[Passage provided start]

The timing analysis of the algorithm presented above can readily be done. Let each assignment (communication) operation take  $\mathbf{t}_c$  time units and one addition operation require  $\mathbf{t}_a$  time units. However, each "+" operation shown in the algorithm consists of one communication and one addition suboperation, making the total time required to be  $(\mathbf{t}_c + \mathbf{t}_a)$ . Hence, Step 1 takes  $(2n+1)\mathbf{t}_c + 2(n-1)\mathbf{t}_a$  time units. Steps 2 and 3 take  $(n+4)\mathbf{t}_c + (n-1)\mathbf{t}_a$  and  $(n+2)\mathbf{t}_c + (n-1)\mathbf{t}_a$  time units, respectively. Hence, the total time taken is no more than  $(4n+7)\mathbf{t}_c + 4(n-1)\mathbf{t}_a$  time units. That is, the algorithm runs in O(n) time.

If we want to add  $kn^4$  elements, then, at the very beginning, k elements are to be supplied and added in each processor requiring  $kt_c + (k-1)t_a$  time units. The other steps of the algorithm remain the same.

## 8.2 Lagrange's Interpolation

 $H(1, 1, 1, 1) \leftarrow H(1, 1, 1, n);$ 

Let  $v_1, v_2, \dots, v_N$  be the given values of F(u) at  $u_1, u_2, \dots, u_N$  respectively, i.e.,  $v_i = F(u_i)$ . Then, F(u) at the value  $\overline{u}$  can be interpolated using the N-point Lagrange's interpolation formula [10] as follows:

$$F(\overline{u}) = \pi(\overline{u}) \sum_{i} [v_i/\{(\overline{u} - u_i)\pi'(u_i)\}],$$

where

$$v_i = F(u_i), \pi(\overline{u}) = (\overline{u} - u_1)(\overline{u} - u_2)(\overline{u} - u_3) \cdot \cdot \cdot (\overline{u} - u_N),$$

and

$$\pi'(u_i) = (u_i - u_1)(u_i - u_2) \cdots (u_i - u_{i-1})(u_i - u_{i+1}) \cdots (u_i - u_N).$$

# 8.2.1 Parallel Implementation Using the MM Network

We would use an MM network of  $n^4$  processors for  $N(=n^2)$ -point Lagrange's interpolation. The basic idea of our proposed algorithm is as follows:

Initially, the data elements  $u_{(\beta-1)n+\alpha}$  and  $u_{(\alpha-1)n+\beta}$  are fed to the processors  $P(\alpha, \beta, n, 1)$  and  $P(\alpha, \beta, 1, n)$ , respectively,  $\forall \alpha, \beta, 1 \leq \alpha, \beta \leq n$ . Also,  $\overline{u}$  is fed to the processor P(1, 1, 1, 1).  $v_{(\alpha-1)n+\beta}$  are fed to the processors  $P(\alpha, 1, \beta, 1)$ ,  $\forall \alpha, \beta, 1 \leq \alpha, \beta \leq n$ .

[Passage provided end]
[Data provided start]

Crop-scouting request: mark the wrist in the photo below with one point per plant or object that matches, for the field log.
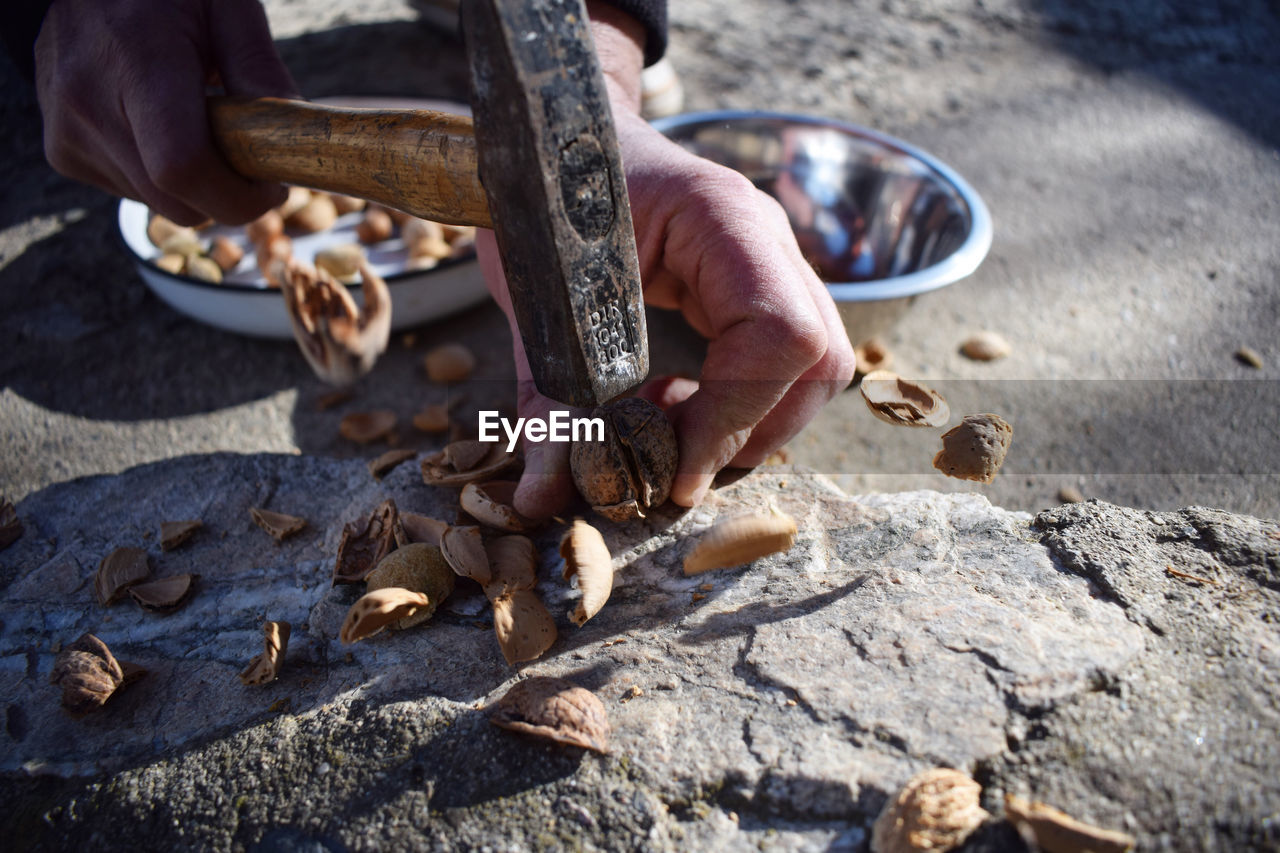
(620, 42)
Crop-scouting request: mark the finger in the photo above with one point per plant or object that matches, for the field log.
(176, 146)
(766, 332)
(816, 387)
(666, 392)
(127, 179)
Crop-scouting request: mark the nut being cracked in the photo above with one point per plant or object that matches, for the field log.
(632, 469)
(935, 811)
(903, 402)
(339, 340)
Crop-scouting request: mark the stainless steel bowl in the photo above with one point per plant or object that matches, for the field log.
(881, 220)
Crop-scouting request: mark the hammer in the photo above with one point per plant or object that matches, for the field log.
(539, 164)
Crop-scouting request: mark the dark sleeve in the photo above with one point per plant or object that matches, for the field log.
(653, 16)
(19, 24)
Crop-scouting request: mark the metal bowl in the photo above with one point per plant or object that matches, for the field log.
(881, 220)
(245, 304)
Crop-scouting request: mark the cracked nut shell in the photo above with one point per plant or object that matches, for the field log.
(632, 469)
(935, 811)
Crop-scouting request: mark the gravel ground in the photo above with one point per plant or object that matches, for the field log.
(1128, 153)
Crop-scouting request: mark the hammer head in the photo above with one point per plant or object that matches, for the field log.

[Data provided end]

**Challenges**
- a) List every processor written in the form P(...) in the passage on parallel Lagrange interpolation.
- b) Carry on the passage on parallel Lagrange interpolation from the point where it stops.
The items are separate material from the passage on parallel Lagrange interpolation.

**Task responses**
- a) P(α, β, n, 1), P(α, β, 1, n), P(1, 1, 1, 1), P(α, 1, β, 1)

- b)
The differences  $(\overline{u} - u_i)$ s are computed at the diagonal processors of the diagonal blocks, which are partially multiplied in each block. These are then brought to a single block by using the interblock links, the product term  $\pi(\overline{u})$  is computed there, and stored in P(1,1,1,1).

Similarly, each of the differences  $(\overline{u}-u_i), (u_i-u_1)$ , etc., required for evaluating  $(\overline{u}-u_i)\pi'(u_i)$  for every  $i, i=1,2,\cdots,n$ , is computed in a separate processor. These differences are then partially multiplied in each block and then brought to a single block for final multiplication by using the interblock links.  $\forall i,v_i$  is then divided by this product  $(\overline{u}-u_i)\pi'(u_i)$ . By using the interblock links again, these results are brought to a single block, summed up there, and then multiplied by  $\pi(\overline{u})$  to give the final interpolated value. The detailed steps of the algorithm, given in [4], run in O(n) time.



Fig. 8. Computation of various partial products in the block B(1, 1).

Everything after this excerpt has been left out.